What you should do: Rewrite every one of the rows below, swapping "set a marker" for "place a pin" and leaving everything else untouched.

Input:
* * *
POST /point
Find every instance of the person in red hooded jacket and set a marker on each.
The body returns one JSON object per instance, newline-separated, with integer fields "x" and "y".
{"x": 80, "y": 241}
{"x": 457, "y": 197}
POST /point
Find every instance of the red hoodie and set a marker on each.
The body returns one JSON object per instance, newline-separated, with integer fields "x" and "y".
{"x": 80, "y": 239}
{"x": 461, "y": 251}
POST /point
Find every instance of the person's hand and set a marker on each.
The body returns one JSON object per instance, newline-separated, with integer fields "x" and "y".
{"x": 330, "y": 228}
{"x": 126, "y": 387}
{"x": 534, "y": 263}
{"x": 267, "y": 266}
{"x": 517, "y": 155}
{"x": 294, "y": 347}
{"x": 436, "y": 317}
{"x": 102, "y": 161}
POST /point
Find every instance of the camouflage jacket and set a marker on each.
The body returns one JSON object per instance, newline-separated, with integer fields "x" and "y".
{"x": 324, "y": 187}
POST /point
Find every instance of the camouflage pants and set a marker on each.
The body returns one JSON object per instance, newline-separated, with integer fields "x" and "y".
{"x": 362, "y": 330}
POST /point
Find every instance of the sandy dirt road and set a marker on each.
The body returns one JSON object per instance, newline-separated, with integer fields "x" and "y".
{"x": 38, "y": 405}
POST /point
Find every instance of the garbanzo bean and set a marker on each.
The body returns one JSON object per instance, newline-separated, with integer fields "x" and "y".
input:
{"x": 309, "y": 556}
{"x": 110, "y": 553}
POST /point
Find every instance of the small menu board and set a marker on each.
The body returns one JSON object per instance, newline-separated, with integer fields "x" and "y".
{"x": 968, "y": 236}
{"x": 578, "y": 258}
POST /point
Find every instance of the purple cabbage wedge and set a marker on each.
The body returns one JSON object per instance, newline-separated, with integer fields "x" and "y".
* * *
Result:
POST /point
Find every instance of the person in red hooded jacket and place a pin on each.
The body returns one JSON object per instance, newline-separated, with integer fields "x" and "y".
{"x": 80, "y": 241}
{"x": 457, "y": 197}
POST /point
Find every instance of the red hoodie and place a pin on each.
The body returns one JSON object per instance, newline-separated, with integer fields "x" and "y".
{"x": 80, "y": 239}
{"x": 461, "y": 251}
POST /point
Find every instance of the person's hand and place a pin on each.
The body returns one JSON object per instance, newline-separated, with integer fields "x" and "y".
{"x": 330, "y": 228}
{"x": 126, "y": 387}
{"x": 534, "y": 263}
{"x": 267, "y": 266}
{"x": 517, "y": 155}
{"x": 294, "y": 347}
{"x": 436, "y": 317}
{"x": 102, "y": 161}
POST /point
Find every instance of the camouflage jacket and place a pin on each.
The body returns one JSON object per instance, newline-separated, with integer fields "x" and "y".
{"x": 324, "y": 187}
POST /point
Find every instance of the camouflage pants and place a pin on each.
The body returns one JSON object per instance, newline-separated, with integer fields "x" and "y".
{"x": 362, "y": 330}
POST /point
Find every instance of the sandy dirt road and place a pin on each.
The body returns one JSON object per instance, newline-separated, with integer fields "x" and "y".
{"x": 38, "y": 405}
POST /point
Find every instance of the garbanzo bean and place a pin on each.
The body returns one JSON object per instance, newline-separated, with integer fields "x" and "y".
input:
{"x": 309, "y": 556}
{"x": 110, "y": 553}
POST /point
Find every instance of the small menu board and place a pin on each.
The body returns one JSON object per instance, newline-separated, with integer fields "x" and "y".
{"x": 968, "y": 236}
{"x": 578, "y": 258}
POST /point
Find every instance of the purple cabbage wedge and place a pin on each.
The body returns one JSON object per instance, newline-separated, with integer fields "x" and "y".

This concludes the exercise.